» **Exercise**:
Rewrite all the rows below, switching each "thickest part" to "widest part" and changing nothing else. Omit the pictures from your answer.

» **Coordinate annotation records**:
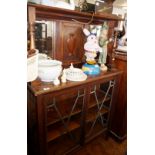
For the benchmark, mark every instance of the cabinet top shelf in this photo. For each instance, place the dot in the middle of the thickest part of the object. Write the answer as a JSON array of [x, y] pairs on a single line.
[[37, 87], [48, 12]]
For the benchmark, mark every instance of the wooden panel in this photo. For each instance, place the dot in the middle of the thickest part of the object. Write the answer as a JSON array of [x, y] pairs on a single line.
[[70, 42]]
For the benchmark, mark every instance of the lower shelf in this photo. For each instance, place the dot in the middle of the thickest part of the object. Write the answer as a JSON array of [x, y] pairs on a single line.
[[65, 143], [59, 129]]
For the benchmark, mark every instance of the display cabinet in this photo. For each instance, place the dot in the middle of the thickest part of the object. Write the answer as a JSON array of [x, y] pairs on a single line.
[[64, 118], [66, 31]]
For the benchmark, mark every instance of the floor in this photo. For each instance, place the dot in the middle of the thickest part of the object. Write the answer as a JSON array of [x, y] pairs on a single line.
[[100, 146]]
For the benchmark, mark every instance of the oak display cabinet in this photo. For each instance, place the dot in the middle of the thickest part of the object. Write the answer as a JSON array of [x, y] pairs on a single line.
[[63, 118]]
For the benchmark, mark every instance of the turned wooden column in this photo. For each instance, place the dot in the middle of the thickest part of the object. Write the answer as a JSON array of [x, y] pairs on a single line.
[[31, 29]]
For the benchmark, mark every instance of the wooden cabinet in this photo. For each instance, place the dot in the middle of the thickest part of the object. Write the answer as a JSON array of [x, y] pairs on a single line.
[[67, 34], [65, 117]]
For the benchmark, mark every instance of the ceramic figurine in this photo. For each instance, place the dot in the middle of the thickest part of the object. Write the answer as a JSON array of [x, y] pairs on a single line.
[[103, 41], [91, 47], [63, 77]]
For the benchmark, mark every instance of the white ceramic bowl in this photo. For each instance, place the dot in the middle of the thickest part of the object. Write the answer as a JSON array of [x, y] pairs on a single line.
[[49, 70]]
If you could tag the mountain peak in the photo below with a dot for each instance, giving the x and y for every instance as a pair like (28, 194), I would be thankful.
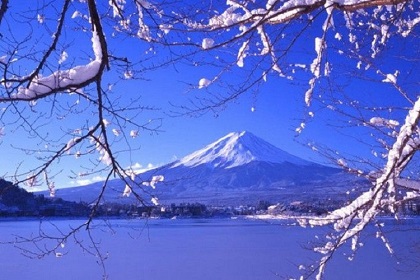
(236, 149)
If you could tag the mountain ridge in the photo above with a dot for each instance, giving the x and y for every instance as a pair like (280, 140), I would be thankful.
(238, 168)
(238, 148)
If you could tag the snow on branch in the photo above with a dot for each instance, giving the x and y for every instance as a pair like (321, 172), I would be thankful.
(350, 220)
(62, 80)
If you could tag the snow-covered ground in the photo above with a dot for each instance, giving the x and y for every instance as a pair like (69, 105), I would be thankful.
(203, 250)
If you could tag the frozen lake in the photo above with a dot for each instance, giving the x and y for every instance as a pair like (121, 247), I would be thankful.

» **Reply**:
For the benchmark, mark every instance of the cabinet top shelf in this photo. For each instance, place the dot in the middle of the widest part of the object. Write the answer as a JSON array of [x, y] pairs on a single line.
[[37, 87], [48, 12]]
For the benchmark, mark every instance of the wooden panel in this photo. For each instance, place the dot in the middle of the widest part of the object. Write the answer as a JSON array of [x, y] pairs on a single line.
[[70, 42]]
For the benchmark, mark every instance of the lower shelf in this photo. For each instance, place the dot in the middle of the widest part of the object. Write the answer as a JSON array of [x, y] pairs on a single line.
[[65, 143], [59, 129]]
For the benchmark, mark every instance of the display cabinet in this photo. For each instance, place the dot in the middle of the widest part of the object. Write the answer as a JSON array of [x, y] pairs on a single line.
[[64, 118], [66, 31]]
For the benchmark, mark every instance of the floor in this photo. For each instance, place the dot in the middle of the widest part of the object. Write the answer as a JSON array of [x, y] pairs on a single line.
[[100, 146]]
For the benchmark, mark every instance of the oak display cabinet in this photo. For each instance, place the dot in the middle of the widest part of the object. Write the answer as a JSON array of [x, y] pairs on a single line.
[[63, 118]]
For the benchmark, mark every instance of the turned wooden column in this photo. For each instance, place the dot in the middle of the widest part of the object. Write the answer as a JSON array of [x, y] pairs on a single line.
[[31, 29]]
For the benchmark, mark every instance of the wooden cabinet in this photo. For each instance, place the dot in the middle of the widest part of the object. Write the answer as a JSON array of [x, y] pairs on a single line.
[[67, 34], [65, 117]]
For the benchmark, mark every instance of the ceramic figurine in this photo. For each instance, place the dot in the middle of the widest part of the object. Write the answer as a JSON array of [x, y] pairs on a single line.
[[103, 41], [91, 47], [63, 77]]
For the benchmark, mark every instance of the white ceramic bowl in this photo. For each instance, place the dot in the middle of the widest part of the object. Write the answer as a JSON array of [x, y] pairs on a single line.
[[49, 70]]
If you could tag the mountain peak in the photo below with a dot for each instance, giving the x and y for every instance as a pair like (28, 194), I would be thankful.
(236, 149)
If you could tag the mountain ridge in the photo above with a dot for each instance, giving the x and y for every instance as a pair like (280, 140), I would be thankful.
(238, 168)
(238, 148)
If you could tag the snow on branch in the photo above with a dot for each instance, giving the x and y for every instance as a pair like (321, 172), I would be thankful.
(350, 220)
(62, 80)
If you could tag the snow-covered ground in the photo above with a dot for each instance, giving the x and y for every instance as a pair like (69, 105), I would be thankful.
(203, 250)
If you could tag the frozen lake in the photo above with a dot for each instance, giving the x and y for every instance as a pair like (121, 247), I would be thankful.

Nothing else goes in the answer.